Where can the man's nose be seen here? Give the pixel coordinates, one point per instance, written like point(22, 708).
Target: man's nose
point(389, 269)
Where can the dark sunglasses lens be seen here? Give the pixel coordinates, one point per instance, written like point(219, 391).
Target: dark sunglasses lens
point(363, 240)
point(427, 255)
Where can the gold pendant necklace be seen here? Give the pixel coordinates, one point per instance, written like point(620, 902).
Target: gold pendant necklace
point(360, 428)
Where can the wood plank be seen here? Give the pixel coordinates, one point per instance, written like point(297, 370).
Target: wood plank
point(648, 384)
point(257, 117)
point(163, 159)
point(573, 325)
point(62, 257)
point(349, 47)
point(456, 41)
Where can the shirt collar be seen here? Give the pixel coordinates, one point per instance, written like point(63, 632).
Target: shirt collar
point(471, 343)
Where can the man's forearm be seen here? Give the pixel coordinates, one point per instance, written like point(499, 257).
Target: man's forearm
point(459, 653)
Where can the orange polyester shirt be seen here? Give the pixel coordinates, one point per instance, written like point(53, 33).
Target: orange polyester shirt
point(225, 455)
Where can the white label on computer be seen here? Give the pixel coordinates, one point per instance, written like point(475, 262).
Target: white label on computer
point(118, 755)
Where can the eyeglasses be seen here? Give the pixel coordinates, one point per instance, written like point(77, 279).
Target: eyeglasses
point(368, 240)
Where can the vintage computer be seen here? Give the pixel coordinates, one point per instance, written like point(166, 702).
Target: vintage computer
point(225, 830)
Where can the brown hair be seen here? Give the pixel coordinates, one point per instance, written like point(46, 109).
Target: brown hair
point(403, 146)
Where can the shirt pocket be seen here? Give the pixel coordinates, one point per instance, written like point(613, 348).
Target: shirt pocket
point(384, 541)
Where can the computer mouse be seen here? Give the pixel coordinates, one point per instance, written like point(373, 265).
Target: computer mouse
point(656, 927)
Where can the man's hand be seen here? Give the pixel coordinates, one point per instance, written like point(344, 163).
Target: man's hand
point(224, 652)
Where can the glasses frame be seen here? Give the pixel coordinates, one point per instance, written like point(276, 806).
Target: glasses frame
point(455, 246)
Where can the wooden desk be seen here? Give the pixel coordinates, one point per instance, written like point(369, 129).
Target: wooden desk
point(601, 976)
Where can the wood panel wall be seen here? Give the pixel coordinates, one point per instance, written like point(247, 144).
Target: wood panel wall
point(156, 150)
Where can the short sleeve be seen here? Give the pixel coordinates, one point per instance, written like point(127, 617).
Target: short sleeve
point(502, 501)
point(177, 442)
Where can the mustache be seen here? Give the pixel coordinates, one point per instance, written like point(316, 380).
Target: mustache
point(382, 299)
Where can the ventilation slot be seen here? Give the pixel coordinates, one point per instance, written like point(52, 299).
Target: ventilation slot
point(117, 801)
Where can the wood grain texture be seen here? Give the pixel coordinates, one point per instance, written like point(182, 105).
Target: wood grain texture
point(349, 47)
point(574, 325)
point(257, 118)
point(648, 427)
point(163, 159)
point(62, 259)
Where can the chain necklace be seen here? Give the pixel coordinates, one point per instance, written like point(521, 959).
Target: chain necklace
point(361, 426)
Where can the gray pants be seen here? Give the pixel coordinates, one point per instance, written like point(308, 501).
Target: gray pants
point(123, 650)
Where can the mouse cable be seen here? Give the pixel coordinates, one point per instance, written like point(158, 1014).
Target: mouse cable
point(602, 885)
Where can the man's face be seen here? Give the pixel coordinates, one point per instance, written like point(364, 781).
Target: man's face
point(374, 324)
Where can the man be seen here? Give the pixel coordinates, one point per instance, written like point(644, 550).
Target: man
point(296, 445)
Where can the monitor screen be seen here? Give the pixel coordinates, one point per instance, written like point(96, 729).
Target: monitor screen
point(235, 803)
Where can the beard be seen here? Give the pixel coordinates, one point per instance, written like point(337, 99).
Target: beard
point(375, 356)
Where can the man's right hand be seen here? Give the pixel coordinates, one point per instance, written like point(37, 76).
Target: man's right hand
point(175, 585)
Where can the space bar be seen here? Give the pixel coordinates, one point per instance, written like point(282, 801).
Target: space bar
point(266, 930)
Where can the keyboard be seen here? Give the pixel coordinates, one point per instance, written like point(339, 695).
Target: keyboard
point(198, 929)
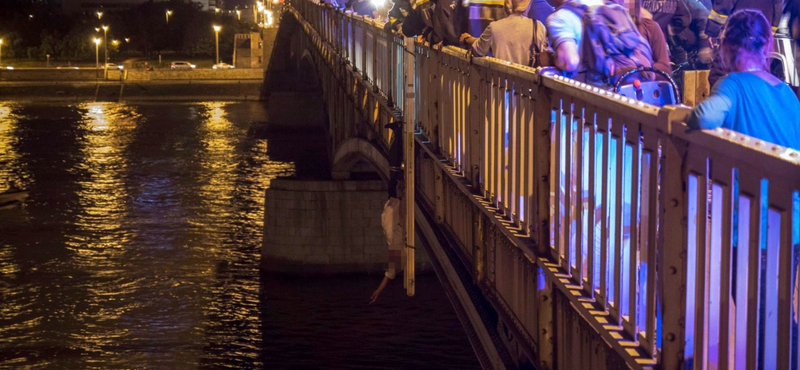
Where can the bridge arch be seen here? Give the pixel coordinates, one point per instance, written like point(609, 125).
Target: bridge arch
point(357, 154)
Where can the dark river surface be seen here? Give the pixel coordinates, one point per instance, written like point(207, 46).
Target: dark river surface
point(139, 248)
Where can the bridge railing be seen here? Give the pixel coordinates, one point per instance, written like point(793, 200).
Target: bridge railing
point(679, 249)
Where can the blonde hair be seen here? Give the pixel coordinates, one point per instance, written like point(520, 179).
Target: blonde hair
point(746, 40)
point(517, 6)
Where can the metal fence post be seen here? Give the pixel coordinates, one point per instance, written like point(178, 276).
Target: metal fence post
point(408, 151)
point(672, 247)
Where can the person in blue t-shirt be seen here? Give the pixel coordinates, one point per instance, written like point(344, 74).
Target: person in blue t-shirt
point(750, 100)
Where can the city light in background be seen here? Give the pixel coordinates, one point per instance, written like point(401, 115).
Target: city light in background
point(96, 52)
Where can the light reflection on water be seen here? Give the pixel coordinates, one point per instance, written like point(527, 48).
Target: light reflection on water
point(139, 247)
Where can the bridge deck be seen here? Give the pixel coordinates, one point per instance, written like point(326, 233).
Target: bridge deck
point(604, 234)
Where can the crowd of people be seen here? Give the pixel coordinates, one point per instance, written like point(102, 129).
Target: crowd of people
point(597, 41)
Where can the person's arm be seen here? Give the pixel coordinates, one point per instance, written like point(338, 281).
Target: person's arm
point(720, 10)
point(711, 113)
point(378, 291)
point(483, 45)
point(567, 57)
point(564, 40)
point(543, 45)
point(658, 44)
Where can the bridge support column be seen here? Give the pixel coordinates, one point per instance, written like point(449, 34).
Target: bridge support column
point(409, 120)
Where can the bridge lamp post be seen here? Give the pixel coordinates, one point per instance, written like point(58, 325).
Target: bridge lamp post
point(105, 50)
point(97, 53)
point(216, 36)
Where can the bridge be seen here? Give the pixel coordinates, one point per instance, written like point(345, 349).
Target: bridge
point(573, 228)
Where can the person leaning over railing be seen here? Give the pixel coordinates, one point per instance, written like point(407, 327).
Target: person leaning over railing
point(655, 37)
point(516, 38)
point(566, 32)
point(750, 100)
point(446, 28)
point(718, 16)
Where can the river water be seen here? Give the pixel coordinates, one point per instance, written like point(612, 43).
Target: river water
point(139, 248)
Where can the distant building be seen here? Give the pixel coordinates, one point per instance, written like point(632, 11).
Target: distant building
point(78, 6)
point(248, 51)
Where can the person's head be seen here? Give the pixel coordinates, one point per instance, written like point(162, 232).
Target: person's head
point(517, 6)
point(746, 41)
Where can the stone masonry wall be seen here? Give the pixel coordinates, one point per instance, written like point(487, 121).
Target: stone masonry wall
point(324, 227)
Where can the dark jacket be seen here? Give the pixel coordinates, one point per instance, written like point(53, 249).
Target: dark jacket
point(722, 9)
point(658, 44)
point(419, 20)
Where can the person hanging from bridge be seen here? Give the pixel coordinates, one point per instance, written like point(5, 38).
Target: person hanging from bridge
point(419, 21)
point(393, 215)
point(750, 99)
point(397, 15)
point(473, 16)
point(717, 18)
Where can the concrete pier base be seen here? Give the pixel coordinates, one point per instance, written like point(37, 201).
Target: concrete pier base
point(326, 227)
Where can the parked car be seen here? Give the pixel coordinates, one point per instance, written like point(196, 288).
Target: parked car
point(181, 65)
point(222, 66)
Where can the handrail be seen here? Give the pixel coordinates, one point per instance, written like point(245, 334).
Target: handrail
point(632, 216)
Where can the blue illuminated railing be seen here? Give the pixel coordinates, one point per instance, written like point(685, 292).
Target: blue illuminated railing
point(679, 248)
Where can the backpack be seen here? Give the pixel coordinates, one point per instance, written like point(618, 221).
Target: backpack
point(612, 44)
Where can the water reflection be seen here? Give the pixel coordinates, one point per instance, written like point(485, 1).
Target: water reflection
point(139, 246)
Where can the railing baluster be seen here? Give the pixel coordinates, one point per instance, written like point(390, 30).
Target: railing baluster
point(619, 199)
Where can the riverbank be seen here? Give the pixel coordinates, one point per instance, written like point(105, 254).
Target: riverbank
point(131, 91)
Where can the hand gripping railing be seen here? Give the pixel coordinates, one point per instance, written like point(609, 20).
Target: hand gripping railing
point(679, 248)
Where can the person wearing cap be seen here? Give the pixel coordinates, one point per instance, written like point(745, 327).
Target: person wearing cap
point(513, 38)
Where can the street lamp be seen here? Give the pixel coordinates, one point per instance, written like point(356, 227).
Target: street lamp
point(105, 49)
point(216, 34)
point(96, 53)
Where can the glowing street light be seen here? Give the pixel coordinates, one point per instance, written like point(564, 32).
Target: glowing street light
point(96, 52)
point(216, 36)
point(105, 49)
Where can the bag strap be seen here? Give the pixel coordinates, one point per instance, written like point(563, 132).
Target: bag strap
point(534, 48)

========================================================================

_TO BE DONE_. Copy out the items without any changes, starting with the first line and ending with the line that contains "point(360, 428)". Include that final line.

_EXERCISE RESPONSE_.
Where can the man's nose be seen here? Give the pixel coordinates, one point per instance, written like point(22, 708).
Target: man's nose
point(389, 269)
Where can the dark sunglasses lens be seen here? Give the pixel coordinates, one point per instance, written like point(219, 391).
Target: dark sunglasses lens
point(363, 240)
point(427, 255)
Where can the gold pendant necklace be seen here? Give the pixel coordinates, one point per instance, written like point(620, 902).
Target: gold pendant necklace
point(360, 428)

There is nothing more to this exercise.